__Given passage__

· · · ·

The City of Sydney has acquired the city’s historic Customs House building from the federal government for an undisclosed sum.
The council signed a 60-year lease and agreed to manage the building (pictured, top) in 1994.
Estimated to attract some million tourists a year, the high-profile property at 31-45 Alfred Street is fitted out with a library, exhibition spaces and restaurants, including a rooftop venue capturing Sydney Harbour views.
“Customs House is one of Australia’s finest buildings and I’m delighted it will remain in public hands,” Sydney mayor Clover Moore said in this statement.
City historian Dr Lisa Murray said that the 174-year old building “once oversaw all imports and exports, immigration and narcotics control, and even regulation of books and film”.
“From 1845 to 1990, Customs House was the gateway to Australia, welcoming goods and people through its doors”.
Dr Murray said the customs “has always been a dual role of revenue raising through taxing trade, and protecting society from socially unacceptable goods, products, ideas and diseases”.

· · · ·

__Study material__
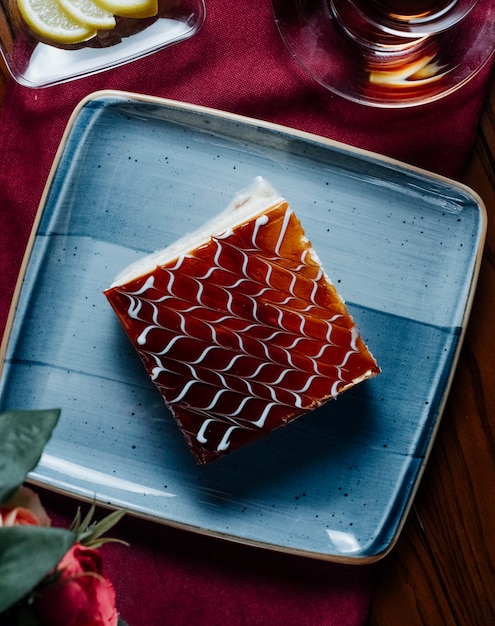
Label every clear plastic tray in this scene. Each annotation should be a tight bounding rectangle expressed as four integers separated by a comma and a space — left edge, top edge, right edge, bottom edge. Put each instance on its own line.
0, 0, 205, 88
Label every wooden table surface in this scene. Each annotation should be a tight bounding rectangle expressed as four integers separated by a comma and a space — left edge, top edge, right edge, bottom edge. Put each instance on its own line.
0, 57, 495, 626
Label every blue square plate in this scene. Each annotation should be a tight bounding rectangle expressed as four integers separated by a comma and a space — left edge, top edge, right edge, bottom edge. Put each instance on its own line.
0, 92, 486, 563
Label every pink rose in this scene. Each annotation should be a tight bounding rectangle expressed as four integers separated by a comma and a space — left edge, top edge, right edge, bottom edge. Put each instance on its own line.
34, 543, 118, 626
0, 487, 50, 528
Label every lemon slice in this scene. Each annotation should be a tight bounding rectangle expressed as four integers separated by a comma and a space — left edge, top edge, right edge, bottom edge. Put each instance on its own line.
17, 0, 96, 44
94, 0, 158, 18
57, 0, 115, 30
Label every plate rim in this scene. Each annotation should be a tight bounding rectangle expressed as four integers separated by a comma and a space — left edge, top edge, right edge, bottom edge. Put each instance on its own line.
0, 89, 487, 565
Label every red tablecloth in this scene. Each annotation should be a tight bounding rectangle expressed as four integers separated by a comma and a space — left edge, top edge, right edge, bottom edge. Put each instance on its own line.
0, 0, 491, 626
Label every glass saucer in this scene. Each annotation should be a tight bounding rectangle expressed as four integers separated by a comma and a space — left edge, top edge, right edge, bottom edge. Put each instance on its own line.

· · · ·

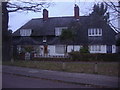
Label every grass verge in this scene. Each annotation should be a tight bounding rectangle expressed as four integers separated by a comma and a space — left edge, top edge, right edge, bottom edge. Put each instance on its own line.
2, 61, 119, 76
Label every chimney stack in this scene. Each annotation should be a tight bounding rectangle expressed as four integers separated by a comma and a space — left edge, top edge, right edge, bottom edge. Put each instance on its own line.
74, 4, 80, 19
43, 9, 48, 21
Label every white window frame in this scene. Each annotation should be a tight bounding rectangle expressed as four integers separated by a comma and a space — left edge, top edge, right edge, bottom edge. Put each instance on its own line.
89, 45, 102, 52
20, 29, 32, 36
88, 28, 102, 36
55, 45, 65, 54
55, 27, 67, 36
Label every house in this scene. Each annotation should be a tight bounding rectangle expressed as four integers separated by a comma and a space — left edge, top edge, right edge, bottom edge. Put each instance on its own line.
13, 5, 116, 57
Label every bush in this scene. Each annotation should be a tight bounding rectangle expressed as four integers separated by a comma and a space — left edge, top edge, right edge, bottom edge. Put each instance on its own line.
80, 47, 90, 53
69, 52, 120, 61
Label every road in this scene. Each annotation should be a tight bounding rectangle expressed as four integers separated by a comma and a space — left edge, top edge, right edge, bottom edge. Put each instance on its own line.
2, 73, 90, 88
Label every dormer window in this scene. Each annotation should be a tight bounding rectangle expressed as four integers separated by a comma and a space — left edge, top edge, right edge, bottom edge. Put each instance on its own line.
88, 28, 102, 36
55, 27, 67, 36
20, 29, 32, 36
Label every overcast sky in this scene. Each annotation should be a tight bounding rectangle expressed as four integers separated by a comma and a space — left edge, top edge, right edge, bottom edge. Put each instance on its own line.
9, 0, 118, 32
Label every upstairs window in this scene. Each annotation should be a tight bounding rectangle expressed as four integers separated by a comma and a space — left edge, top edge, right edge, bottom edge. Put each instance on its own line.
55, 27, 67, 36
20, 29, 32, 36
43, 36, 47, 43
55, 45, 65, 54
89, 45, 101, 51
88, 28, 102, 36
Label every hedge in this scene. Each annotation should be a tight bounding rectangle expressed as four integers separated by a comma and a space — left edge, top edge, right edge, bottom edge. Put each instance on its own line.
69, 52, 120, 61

· · · ·

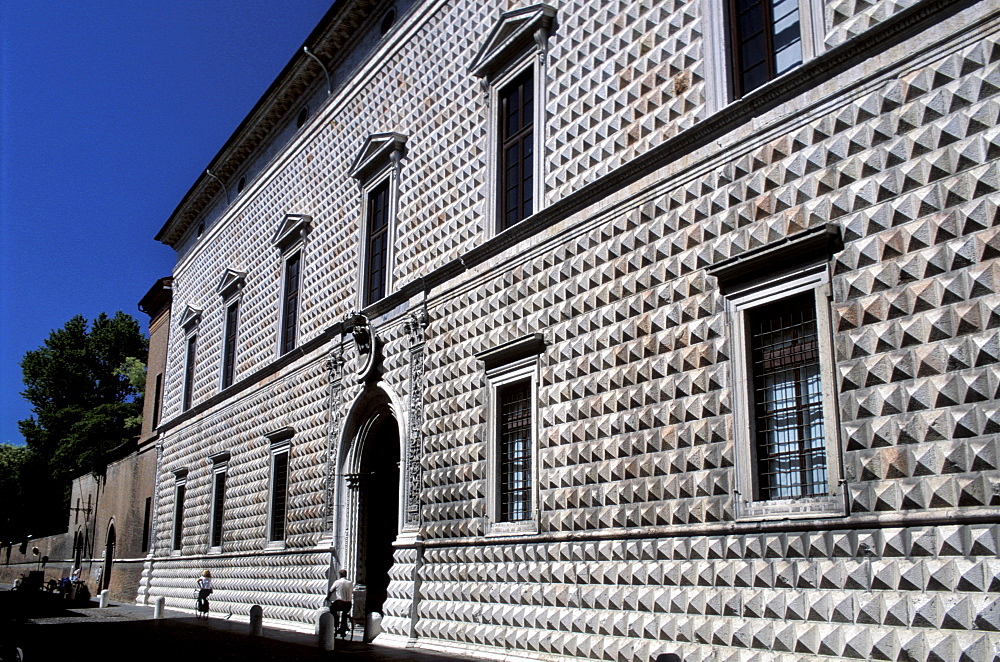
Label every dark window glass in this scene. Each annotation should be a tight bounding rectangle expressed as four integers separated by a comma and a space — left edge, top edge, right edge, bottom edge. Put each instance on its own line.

· · · ·

__Complete the following__
**a)** According to the Customs House article, in what year did the council sign its 60-year lease on the building?
**b)** Carry the Customs House article on from its final sentence.

__Your responses__
**a)** 1994

**b)**
“In Sydney’s early days as a commercial centre, smugglers were active not only in relation to banned goods, but to any goods that attracted a significant tariff.
“Opium for instance was legal until well into the 20th century, but attracted a high tax, so it was at the centre of many smuggling scandals.
“As late as 1924, customs tax still contributed more than 70 per cent of the nation’s revenue, meaning Customs House played an enormous role in funding Australia during the early years of federation”.
The City of Sydney recently secured co-working giant Hub Australia as a tenant for levels three and four of the building.